<<<<
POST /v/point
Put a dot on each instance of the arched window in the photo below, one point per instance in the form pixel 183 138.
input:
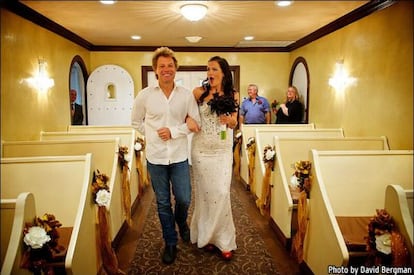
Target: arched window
pixel 77 81
pixel 299 77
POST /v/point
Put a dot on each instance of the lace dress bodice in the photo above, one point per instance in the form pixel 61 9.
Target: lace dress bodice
pixel 209 136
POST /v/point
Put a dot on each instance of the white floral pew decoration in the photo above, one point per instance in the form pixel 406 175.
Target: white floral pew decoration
pixel 385 245
pixel 263 202
pixel 41 245
pixel 251 153
pixel 126 189
pixel 101 197
pixel 301 179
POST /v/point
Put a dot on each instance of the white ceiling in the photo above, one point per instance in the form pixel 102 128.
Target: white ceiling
pixel 160 23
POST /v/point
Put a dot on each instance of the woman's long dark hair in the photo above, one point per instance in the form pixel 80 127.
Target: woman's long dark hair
pixel 227 82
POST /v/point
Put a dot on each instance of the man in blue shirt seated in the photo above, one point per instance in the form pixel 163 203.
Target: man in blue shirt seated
pixel 255 109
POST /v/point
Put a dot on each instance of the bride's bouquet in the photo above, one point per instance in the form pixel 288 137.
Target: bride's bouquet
pixel 223 105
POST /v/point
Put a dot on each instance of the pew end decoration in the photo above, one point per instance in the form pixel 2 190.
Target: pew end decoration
pixel 385 245
pixel 123 161
pixel 139 147
pixel 302 179
pixel 263 202
pixel 101 197
pixel 237 142
pixel 41 245
pixel 251 153
pixel 274 105
pixel 301 176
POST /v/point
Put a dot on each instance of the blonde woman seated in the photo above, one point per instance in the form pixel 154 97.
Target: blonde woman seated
pixel 290 112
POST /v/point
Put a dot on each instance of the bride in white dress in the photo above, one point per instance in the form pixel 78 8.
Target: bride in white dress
pixel 212 223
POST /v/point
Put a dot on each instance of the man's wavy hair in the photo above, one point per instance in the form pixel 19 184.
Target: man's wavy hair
pixel 165 52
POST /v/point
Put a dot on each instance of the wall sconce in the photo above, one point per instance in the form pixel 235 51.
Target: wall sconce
pixel 41 81
pixel 194 12
pixel 340 79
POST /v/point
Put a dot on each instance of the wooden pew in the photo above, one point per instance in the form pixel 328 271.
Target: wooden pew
pixel 399 204
pixel 347 184
pixel 265 137
pixel 290 150
pixel 249 130
pixel 105 159
pixel 127 138
pixel 62 187
pixel 15 213
pixel 104 128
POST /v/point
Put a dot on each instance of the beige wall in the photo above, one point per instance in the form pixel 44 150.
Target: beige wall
pixel 377 50
pixel 24 111
pixel 268 70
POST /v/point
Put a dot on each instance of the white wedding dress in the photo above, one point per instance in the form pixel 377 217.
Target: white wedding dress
pixel 212 159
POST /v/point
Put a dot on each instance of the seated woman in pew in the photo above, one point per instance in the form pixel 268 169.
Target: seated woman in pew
pixel 290 112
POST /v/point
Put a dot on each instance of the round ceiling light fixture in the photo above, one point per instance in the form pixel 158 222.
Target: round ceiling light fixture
pixel 194 12
pixel 193 39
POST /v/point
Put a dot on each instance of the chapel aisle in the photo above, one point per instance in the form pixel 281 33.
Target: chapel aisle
pixel 277 257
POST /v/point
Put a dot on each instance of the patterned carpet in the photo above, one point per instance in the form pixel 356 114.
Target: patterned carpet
pixel 251 256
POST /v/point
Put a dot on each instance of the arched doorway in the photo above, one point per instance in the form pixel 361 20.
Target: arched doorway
pixel 78 76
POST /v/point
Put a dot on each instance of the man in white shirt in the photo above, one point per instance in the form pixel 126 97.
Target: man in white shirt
pixel 160 113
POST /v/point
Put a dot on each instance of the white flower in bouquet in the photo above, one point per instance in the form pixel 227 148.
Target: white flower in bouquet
pixel 383 243
pixel 137 146
pixel 36 237
pixel 269 154
pixel 294 181
pixel 102 197
pixel 127 158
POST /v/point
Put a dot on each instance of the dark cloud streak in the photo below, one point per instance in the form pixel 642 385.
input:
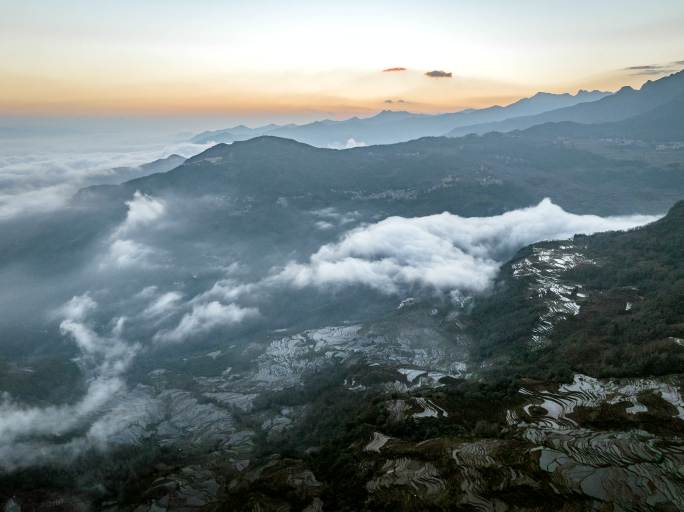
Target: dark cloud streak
pixel 437 73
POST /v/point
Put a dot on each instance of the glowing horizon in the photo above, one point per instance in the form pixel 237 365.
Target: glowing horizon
pixel 327 59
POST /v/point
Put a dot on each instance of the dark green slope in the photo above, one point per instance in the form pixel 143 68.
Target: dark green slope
pixel 631 321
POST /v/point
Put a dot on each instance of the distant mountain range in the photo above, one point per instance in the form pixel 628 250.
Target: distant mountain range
pixel 389 126
pixel 625 104
pixel 649 113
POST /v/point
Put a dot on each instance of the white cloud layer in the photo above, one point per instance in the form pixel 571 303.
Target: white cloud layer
pixel 104 359
pixel 442 252
pixel 123 251
pixel 45 182
pixel 203 318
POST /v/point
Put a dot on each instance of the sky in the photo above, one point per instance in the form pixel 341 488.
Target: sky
pixel 293 61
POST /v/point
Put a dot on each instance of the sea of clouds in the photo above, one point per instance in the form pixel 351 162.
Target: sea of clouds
pixel 437 254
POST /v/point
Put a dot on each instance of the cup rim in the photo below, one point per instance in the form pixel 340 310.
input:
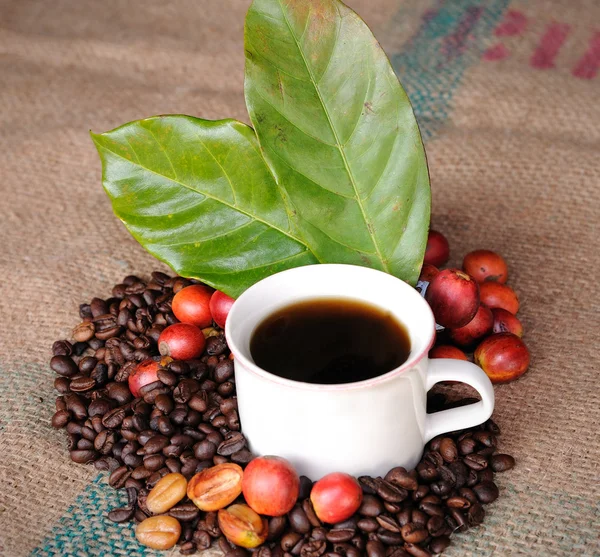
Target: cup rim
pixel 411 362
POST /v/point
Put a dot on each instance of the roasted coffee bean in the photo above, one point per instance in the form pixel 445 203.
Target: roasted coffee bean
pixel 448 449
pixel 88 432
pixel 74 428
pixel 61 418
pixel 388 523
pixel 100 374
pixel 460 471
pixel 432 509
pixel 132 460
pixel 215 346
pixel 368 525
pixel 105 441
pixel 211 414
pixel 475 461
pixel 150 396
pixel 404 516
pixel 141 473
pixel 338 535
pixel 219 421
pixel 390 538
pixel 299 521
pixel 319 533
pixel 156 477
pixel 173 450
pixel 60 403
pixel 119 392
pixel 226 389
pixel 62 348
pixel 192 418
pixel 400 477
pixel 467 446
pixel 185 512
pixel 208 385
pixel 436 526
pixel 419 518
pixel 83 332
pixel 114 418
pixel 485 475
pixel 223 371
pixel 83 456
pixel 182 439
pixel 392 507
pixel 139 422
pixel 439 544
pixel 154 462
pixel 85 445
pixel 473 477
pixel 61 384
pixel 87 364
pixel 458 502
pixel 485 438
pixel 118 477
pixel 121 515
pixel 371 506
pixel 79 348
pixel 64 365
pixel 468 494
pixel 441 488
pixel 427 471
pixel 368 484
pixel 154 445
pixel 234 442
pixel 311 514
pixel 97 307
pixel 416 550
pixel 390 492
pixel 185 390
pixel 486 491
pixel 164 403
pixel 165 426
pixel 411 533
pixel 82 384
pixel 501 462
pixel 434 457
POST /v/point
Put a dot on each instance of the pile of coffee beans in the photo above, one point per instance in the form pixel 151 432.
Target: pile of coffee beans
pixel 187 421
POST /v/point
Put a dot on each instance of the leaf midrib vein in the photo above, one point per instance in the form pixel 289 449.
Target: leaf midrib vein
pixel 333 130
pixel 233 207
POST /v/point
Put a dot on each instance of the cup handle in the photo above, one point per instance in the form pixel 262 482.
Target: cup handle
pixel 446 369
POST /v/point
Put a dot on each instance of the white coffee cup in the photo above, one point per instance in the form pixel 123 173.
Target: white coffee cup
pixel 367 427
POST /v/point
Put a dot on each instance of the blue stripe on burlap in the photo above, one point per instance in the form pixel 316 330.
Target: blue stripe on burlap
pixel 85 530
pixel 431 65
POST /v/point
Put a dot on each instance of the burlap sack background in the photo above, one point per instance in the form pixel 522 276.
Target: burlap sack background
pixel 507 94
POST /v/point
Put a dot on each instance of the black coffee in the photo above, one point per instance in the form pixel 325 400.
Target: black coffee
pixel 329 341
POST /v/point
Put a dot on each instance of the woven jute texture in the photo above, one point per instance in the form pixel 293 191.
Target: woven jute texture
pixel 508 97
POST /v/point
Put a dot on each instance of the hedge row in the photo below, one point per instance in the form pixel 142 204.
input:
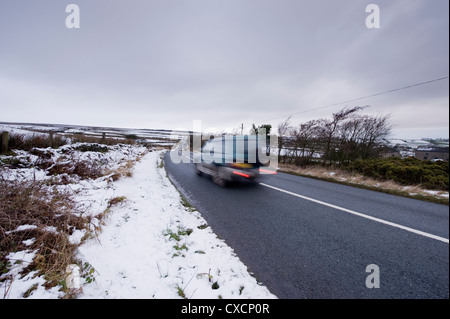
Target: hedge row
pixel 408 171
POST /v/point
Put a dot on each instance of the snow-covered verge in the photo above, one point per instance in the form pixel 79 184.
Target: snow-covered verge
pixel 141 241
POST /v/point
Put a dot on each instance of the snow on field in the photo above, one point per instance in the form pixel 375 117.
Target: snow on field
pixel 153 247
pixel 150 244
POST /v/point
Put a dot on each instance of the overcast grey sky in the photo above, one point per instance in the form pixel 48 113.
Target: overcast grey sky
pixel 165 63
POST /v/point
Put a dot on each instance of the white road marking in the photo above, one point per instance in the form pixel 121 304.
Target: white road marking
pixel 379 220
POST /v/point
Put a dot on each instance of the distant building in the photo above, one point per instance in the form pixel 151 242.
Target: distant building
pixel 391 152
pixel 431 153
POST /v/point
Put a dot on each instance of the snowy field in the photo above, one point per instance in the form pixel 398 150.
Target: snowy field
pixel 149 244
>>>>
■ **Task brief**: Can you repeat the listing word for word, from its first line through the line with "pixel 223 105", leaving the pictures out?

■ **Expected output**:
POST /v/point
Put a dot on each instance of the arched window in the photo below, one point per instance in the form pixel 183 138.
input:
Target: arched window
pixel 77 81
pixel 299 77
POST /v/point
Put a dot on each instance of the lace dress bodice in the photo above, one point per instance in the form pixel 61 9.
Target: lace dress bodice
pixel 209 136
POST /v/point
Put a dot on each instance of the white floral pew decoration in the photo above, one point per instance in the form pixel 406 175.
Target: white floral pew decoration
pixel 385 245
pixel 263 202
pixel 41 245
pixel 251 153
pixel 126 189
pixel 101 197
pixel 301 179
POST /v/point
Put a dot on each instance of the white ceiling in the photo above, one point per instance in the form pixel 102 128.
Target: white ceiling
pixel 160 23
POST /v/point
Put a dot on each instance of the woman's long dark hair in the photo above, one point per instance in the form pixel 80 127.
Target: woman's long dark hair
pixel 227 82
POST /v/point
Put a dot on each instance of the man in blue shirt seated in the photo above, one point per instance in the form pixel 163 203.
Target: man in blue shirt seated
pixel 255 109
POST /v/point
Put a dot on each instance of the bride's bouquet in the photo above, one point per instance in the form pixel 288 137.
Target: bride's bouquet
pixel 223 105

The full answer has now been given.